Search the records for the word "tree" and copy every line in which it occurs.

***** Source data

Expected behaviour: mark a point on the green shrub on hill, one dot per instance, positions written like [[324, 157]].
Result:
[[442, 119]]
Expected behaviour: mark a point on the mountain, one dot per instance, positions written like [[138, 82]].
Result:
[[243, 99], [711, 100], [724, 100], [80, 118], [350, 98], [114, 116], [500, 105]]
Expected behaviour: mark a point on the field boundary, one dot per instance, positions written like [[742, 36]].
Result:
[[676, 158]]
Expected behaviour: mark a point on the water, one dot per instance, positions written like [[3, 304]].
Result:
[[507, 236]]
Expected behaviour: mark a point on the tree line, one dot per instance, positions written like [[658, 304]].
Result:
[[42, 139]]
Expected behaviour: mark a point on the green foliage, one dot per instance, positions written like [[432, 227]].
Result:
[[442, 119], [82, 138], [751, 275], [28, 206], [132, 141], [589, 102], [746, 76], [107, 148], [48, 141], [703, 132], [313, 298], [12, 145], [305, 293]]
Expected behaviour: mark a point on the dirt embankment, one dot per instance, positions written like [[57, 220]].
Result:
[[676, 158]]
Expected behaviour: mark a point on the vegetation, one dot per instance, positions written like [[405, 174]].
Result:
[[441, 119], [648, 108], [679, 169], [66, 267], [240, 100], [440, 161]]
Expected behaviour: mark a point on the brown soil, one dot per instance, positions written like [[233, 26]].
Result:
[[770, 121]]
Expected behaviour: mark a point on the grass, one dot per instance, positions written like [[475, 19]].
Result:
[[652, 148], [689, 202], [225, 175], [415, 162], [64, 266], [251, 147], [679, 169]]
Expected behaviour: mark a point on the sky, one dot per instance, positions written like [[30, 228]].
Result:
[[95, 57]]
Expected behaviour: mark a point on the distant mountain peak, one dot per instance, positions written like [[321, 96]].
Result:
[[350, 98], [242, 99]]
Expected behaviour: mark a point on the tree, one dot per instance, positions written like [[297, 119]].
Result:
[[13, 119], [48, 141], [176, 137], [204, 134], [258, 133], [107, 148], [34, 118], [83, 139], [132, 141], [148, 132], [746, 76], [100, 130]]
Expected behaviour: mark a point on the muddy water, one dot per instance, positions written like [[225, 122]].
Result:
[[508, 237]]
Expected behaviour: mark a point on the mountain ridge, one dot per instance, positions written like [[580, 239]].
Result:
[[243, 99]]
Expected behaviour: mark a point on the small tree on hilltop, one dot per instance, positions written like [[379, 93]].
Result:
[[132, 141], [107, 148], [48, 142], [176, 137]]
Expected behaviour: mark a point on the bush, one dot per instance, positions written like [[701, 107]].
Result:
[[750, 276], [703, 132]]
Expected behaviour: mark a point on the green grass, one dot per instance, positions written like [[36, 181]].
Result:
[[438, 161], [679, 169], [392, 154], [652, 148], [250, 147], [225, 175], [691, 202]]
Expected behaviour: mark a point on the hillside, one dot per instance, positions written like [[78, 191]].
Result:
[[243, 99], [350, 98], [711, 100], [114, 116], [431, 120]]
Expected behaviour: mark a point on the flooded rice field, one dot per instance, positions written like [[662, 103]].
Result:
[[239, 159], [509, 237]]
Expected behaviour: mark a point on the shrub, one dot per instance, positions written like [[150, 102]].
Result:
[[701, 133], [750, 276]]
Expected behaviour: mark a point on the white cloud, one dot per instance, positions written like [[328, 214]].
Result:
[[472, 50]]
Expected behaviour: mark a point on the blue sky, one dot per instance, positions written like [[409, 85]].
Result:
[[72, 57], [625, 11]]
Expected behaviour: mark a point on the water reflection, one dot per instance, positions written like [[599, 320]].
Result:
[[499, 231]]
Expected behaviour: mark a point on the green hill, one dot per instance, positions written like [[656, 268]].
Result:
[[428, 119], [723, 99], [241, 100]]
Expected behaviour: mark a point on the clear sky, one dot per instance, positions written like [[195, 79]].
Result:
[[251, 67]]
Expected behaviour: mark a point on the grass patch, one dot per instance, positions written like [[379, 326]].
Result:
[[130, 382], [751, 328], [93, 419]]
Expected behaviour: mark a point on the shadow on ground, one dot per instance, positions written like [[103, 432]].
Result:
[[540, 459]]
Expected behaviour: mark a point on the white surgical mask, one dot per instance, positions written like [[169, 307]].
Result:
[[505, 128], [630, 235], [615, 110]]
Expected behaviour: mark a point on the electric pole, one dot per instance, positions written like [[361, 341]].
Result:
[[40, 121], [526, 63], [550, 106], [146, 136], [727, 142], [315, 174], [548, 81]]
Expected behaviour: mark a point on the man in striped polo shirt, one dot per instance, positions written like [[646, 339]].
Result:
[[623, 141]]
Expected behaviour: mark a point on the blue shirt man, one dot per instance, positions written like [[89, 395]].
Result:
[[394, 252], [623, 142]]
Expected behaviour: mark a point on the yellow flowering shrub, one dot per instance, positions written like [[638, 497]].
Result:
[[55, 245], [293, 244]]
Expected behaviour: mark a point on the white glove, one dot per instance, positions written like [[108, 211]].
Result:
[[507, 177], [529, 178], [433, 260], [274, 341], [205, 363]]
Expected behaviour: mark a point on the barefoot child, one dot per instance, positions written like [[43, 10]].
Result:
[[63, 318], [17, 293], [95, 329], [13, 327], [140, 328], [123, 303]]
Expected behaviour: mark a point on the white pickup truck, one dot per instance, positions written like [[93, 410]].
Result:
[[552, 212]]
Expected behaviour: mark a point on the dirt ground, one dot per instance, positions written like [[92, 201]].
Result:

**********

● Expected output
Expected behaviour: mark a point on the tree line, one dot per instance, positions written like [[658, 304]].
Expected behaviour: mark a point on the tree, one dot per instance, positions written like [[297, 119]].
Expected behaviour: mark a point on the small tree on hilltop, one dot per instance, positions written like [[379, 93]].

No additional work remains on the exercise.